→ Stated exercise
Copy the material below line for line, changing nothing.
--- START Material ---
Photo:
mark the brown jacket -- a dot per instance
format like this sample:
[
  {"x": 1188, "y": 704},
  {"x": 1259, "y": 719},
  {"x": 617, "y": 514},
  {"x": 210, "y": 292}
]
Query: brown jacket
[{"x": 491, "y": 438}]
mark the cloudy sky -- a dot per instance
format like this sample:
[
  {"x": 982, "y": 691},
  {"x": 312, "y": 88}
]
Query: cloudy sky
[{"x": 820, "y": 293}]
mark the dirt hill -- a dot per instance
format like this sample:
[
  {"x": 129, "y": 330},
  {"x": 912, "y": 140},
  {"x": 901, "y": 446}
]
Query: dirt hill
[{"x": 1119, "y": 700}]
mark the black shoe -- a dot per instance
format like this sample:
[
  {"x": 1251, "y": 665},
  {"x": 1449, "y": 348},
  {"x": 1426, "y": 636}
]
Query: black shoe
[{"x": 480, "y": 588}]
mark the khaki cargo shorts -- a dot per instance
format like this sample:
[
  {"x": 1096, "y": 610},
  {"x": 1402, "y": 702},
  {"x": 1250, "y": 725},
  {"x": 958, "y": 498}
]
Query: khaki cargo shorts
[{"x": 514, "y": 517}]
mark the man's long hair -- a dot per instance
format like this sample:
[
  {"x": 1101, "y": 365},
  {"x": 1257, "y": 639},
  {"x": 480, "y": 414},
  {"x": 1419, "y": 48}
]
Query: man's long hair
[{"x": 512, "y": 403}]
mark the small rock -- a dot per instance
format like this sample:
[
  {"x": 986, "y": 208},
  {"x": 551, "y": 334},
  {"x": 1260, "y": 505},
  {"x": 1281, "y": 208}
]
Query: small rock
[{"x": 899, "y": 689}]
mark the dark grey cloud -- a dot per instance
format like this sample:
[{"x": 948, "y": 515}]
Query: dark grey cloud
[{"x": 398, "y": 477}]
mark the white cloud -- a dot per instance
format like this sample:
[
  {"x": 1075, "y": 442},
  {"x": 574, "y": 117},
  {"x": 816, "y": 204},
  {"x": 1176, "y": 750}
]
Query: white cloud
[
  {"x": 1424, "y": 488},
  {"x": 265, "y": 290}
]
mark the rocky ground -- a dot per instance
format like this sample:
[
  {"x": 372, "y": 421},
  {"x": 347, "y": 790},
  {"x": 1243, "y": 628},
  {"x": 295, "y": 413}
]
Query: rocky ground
--- END Material ---
→ Reply to the task
Photo:
mark the brown jacket -- a dot per instance
format like this sample:
[
  {"x": 1188, "y": 704},
  {"x": 1259, "y": 719},
  {"x": 617, "y": 514},
  {"x": 210, "y": 292}
]
Query: brown jacket
[{"x": 491, "y": 438}]
mark the cloudy sky -- a dot per instance
format like this sample:
[
  {"x": 982, "y": 691},
  {"x": 312, "y": 88}
]
Query: cloudy sky
[{"x": 820, "y": 293}]
mark the dirt hill -- a dot per instance
format like this sample:
[
  {"x": 129, "y": 330},
  {"x": 912, "y": 140},
  {"x": 901, "y": 446}
]
Query: dirt hill
[{"x": 1119, "y": 700}]
mark the black shoe -- a dot per instance
format like this sample:
[
  {"x": 1251, "y": 665},
  {"x": 1449, "y": 348},
  {"x": 1426, "y": 636}
]
Query: black shoe
[{"x": 480, "y": 588}]
mark the khaki cargo shorts -- a dot per instance
format like this sample:
[
  {"x": 1096, "y": 610},
  {"x": 1402, "y": 702},
  {"x": 1250, "y": 725},
  {"x": 958, "y": 498}
]
Query: khaki cargo shorts
[{"x": 514, "y": 517}]
mark the man's long hair -- a dot per instance
format like this sample:
[
  {"x": 1101, "y": 365},
  {"x": 1257, "y": 639},
  {"x": 480, "y": 414},
  {"x": 1419, "y": 48}
]
Query: man's long hair
[{"x": 512, "y": 403}]
mark the small rock -- a dot per instance
format like this sample:
[
  {"x": 986, "y": 208},
  {"x": 551, "y": 334},
  {"x": 1260, "y": 505},
  {"x": 1281, "y": 208}
]
Query: small rock
[{"x": 899, "y": 689}]
mark the dark grey cloud -- a dot per instance
format like this sample:
[{"x": 948, "y": 515}]
Query: dark grey cloud
[{"x": 398, "y": 477}]
mark the white cloud -- a dot per instance
format like this sample:
[
  {"x": 1075, "y": 442},
  {"x": 574, "y": 117},
  {"x": 816, "y": 204},
  {"x": 1176, "y": 750}
]
Query: white cloud
[
  {"x": 1424, "y": 488},
  {"x": 265, "y": 290}
]
mark the rocky ground -- a dot per instance
format like this sample:
[
  {"x": 372, "y": 421},
  {"x": 347, "y": 790},
  {"x": 1243, "y": 628},
  {"x": 295, "y": 413}
]
Query: rocky ground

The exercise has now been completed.